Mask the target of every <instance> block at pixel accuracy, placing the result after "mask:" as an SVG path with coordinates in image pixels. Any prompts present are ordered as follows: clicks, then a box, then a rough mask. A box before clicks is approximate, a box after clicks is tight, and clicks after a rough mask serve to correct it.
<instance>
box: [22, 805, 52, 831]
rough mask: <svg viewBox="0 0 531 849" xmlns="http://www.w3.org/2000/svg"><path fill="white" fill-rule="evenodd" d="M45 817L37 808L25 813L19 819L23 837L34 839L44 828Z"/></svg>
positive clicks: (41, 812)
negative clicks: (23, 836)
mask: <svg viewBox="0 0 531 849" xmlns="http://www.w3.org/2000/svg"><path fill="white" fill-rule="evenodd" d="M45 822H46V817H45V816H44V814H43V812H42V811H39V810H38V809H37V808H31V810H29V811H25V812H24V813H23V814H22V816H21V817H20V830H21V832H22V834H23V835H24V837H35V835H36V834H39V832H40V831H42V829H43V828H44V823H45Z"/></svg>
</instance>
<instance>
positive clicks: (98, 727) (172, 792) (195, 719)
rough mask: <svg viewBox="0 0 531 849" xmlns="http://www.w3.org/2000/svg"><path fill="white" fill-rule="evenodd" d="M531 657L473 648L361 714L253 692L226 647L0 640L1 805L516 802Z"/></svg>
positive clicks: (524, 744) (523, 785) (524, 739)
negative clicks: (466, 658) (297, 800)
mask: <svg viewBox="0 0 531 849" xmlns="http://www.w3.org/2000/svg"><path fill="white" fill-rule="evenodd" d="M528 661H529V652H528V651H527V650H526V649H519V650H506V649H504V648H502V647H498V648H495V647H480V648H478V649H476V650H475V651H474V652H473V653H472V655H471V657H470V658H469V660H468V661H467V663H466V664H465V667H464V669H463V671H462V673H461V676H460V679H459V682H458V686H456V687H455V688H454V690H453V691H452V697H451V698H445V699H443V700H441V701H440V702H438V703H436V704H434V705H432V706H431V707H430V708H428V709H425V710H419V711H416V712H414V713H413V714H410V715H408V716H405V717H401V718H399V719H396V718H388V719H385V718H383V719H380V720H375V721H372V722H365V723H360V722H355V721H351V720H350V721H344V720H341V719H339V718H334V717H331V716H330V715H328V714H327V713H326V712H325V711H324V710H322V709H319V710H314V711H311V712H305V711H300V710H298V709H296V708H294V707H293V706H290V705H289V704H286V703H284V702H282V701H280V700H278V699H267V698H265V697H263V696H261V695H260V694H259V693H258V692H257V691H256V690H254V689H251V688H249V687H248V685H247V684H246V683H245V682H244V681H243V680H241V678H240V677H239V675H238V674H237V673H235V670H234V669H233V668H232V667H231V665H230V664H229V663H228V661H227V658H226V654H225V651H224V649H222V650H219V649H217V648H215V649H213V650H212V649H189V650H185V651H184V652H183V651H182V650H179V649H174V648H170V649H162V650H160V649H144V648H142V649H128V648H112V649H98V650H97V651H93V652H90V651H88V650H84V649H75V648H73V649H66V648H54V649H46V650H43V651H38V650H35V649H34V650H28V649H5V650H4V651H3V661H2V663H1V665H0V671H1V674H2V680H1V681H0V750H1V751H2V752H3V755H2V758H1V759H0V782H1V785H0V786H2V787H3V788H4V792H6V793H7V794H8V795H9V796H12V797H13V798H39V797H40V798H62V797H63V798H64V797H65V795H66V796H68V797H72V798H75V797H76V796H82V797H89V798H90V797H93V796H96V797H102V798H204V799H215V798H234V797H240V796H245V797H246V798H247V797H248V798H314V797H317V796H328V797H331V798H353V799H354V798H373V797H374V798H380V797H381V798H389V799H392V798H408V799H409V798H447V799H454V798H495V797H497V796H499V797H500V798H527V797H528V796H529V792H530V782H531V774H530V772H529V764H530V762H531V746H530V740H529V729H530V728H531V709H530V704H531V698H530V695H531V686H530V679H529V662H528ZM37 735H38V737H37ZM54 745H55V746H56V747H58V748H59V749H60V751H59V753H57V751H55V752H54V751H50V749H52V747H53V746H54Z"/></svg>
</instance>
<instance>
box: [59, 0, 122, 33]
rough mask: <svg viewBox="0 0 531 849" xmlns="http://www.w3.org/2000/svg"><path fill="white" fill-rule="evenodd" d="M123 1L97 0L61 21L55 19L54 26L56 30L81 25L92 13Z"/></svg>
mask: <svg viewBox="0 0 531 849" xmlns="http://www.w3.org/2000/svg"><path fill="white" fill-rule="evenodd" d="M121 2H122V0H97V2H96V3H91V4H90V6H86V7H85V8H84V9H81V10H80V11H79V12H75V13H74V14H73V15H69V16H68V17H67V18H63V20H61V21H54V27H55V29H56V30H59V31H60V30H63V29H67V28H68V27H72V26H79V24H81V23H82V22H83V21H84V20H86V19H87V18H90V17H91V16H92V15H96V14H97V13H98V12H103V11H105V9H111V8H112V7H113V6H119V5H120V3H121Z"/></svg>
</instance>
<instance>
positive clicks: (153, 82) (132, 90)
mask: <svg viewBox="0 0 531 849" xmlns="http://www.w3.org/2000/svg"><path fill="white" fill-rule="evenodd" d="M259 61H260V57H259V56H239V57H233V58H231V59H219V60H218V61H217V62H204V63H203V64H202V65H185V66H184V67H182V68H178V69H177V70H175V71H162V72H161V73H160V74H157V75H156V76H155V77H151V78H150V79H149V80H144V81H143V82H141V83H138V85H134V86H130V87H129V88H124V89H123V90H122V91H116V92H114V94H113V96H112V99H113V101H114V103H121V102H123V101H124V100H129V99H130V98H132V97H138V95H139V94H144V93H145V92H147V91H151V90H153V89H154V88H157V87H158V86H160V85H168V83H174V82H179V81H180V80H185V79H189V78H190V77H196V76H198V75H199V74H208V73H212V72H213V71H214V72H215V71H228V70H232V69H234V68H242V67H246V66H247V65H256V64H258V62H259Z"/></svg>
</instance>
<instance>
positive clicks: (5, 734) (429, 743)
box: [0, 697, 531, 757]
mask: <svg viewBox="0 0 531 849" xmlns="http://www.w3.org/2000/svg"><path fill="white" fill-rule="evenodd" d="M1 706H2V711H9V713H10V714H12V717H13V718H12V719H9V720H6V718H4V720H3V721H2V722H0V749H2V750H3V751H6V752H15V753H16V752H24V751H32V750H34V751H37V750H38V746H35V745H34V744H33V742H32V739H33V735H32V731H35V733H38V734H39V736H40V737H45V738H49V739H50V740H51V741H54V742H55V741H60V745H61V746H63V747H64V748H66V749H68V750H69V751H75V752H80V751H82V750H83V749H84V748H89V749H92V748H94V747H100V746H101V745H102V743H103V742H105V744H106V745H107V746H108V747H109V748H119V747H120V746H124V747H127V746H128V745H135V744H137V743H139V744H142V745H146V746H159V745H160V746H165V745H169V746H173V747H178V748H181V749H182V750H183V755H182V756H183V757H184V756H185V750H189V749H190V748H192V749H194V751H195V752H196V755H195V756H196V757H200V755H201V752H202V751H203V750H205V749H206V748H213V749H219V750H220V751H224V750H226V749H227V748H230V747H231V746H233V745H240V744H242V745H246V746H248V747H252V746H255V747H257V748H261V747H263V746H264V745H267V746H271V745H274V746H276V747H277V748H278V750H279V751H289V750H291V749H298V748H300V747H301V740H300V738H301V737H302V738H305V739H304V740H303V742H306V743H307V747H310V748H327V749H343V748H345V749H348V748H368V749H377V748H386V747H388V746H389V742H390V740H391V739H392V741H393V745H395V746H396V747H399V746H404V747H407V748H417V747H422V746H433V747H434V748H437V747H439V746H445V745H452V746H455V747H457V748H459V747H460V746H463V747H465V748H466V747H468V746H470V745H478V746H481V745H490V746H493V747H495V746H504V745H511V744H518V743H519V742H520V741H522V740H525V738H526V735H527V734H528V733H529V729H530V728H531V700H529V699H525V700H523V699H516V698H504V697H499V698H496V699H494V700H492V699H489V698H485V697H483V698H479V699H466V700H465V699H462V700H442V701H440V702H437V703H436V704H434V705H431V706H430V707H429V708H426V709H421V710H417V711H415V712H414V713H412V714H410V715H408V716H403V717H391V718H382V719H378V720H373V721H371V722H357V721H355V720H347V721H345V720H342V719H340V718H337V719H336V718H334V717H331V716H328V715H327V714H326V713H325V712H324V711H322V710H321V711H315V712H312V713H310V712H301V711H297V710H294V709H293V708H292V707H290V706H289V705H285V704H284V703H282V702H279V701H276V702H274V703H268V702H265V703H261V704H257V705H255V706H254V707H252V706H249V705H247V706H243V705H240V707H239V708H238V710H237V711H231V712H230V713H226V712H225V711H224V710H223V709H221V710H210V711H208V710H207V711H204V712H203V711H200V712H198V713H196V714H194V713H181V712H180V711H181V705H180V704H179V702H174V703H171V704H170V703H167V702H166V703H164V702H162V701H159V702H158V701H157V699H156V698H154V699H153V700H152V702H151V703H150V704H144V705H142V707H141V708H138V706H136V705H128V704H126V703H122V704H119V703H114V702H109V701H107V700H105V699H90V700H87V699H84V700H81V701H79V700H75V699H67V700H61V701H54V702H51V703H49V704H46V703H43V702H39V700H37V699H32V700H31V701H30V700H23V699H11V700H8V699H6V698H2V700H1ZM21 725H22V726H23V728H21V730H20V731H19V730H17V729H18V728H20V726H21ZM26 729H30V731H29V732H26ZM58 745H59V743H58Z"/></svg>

▶ DESCRIPTION OF THE TASK:
How many lines of the records contain the string "positive"? Case counts, and give only the number.

▶ ANSWER TO THE EXERCISE:
5